Write out all the material verbatim, line by line.

## DATA SUPPLIED
• • •

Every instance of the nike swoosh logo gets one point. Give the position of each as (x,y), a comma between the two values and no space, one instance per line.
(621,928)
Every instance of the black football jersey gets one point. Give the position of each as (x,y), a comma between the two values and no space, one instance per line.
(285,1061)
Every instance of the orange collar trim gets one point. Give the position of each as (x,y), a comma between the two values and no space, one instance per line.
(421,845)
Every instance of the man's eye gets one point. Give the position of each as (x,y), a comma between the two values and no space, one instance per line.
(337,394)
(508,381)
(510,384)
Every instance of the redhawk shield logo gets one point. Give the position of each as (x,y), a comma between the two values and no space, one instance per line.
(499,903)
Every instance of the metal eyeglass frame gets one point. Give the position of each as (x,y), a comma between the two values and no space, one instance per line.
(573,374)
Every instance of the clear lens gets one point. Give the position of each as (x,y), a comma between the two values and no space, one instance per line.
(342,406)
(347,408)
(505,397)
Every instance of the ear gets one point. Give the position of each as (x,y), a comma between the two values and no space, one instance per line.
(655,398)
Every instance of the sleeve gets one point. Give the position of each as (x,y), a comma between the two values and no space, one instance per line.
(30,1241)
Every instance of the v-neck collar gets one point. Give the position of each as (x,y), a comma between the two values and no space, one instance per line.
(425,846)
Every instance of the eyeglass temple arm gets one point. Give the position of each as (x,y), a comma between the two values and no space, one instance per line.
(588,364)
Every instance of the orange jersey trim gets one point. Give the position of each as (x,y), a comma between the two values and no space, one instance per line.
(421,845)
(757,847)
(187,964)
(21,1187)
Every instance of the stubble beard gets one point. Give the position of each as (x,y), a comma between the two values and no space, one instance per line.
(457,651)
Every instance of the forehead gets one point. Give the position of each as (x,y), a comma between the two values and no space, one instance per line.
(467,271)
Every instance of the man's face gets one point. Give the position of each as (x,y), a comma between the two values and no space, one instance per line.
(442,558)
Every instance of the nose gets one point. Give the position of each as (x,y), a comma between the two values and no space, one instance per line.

• • •

## YOUR SOLUTION
Every instance of the nike swoosh logo gets one point. Give the position of each as (x,y), a comma between the two values and no space, one instance per line.
(621,928)
Every instance of the black football jersey gets one point. Give the position of each as (x,y), a comma between the two values and no space, one instance per line.
(285,1061)
Every instance of the orange collar trim gets one point. Give the position of each as (x,y), a comma between the two values and no space, one instance per line.
(421,845)
Every instance of the man's eye gets one point. Give the position of each as (x,y), a comma between the two values and no space, one instance per line.
(337,394)
(508,381)
(510,384)
Every instance of the redhawk shield logo gets one point. Give the position of each as (x,y), a comma between the two values and no space, one instance per line.
(499,903)
Every instance of the metal eyeglass frame gets one point. Give the position of each as (x,y), a comma between the two values and no space, one instance per line.
(573,374)
Every instance of the clear lens gets one point. Give the position of each as (x,y), a comma between the two values and no space, one instance per line.
(342,406)
(347,408)
(505,397)
Every instance of the ear gets one point. Give the position of each as (x,y), a comma between the two values and no space, one instance per line.
(655,398)
Every instance of the sleeve gets one point. Give the position of each as (x,y), a comma between the two values and no space, one instance per line.
(30,1241)
Every instance of the v-neck collar gets one point. Give the position of each as (x,y), a comma between the two values and no space, one instance per line.
(425,846)
Every instance of the eyeglass temple arm gets one point. Give the position of each as (x,y), a comma between the two values and no space, one instance per line.
(588,364)
Every instance of the orange jersey trim gets one point. Give the position of each as (x,y), a comma between the two values and no space, one instance per line.
(421,845)
(757,847)
(187,964)
(21,1187)
Every instance of the stubble beard gets one point. Give the position of each as (x,y), a comma between the two values and no space, one instance per line.
(457,651)
Every instance of the forehead gets one point. Give the position of each as (x,y), a comma between the two values and no space, one instance per line.
(467,271)
Every instance of the man's face gets one point. Give the position of each as (x,y), a comma between the two values and no space, one instance per line.
(442,558)
Every instance of the nose gets one point. Give the position of each as (x,y), a comma between the two values and no space, one instance per line.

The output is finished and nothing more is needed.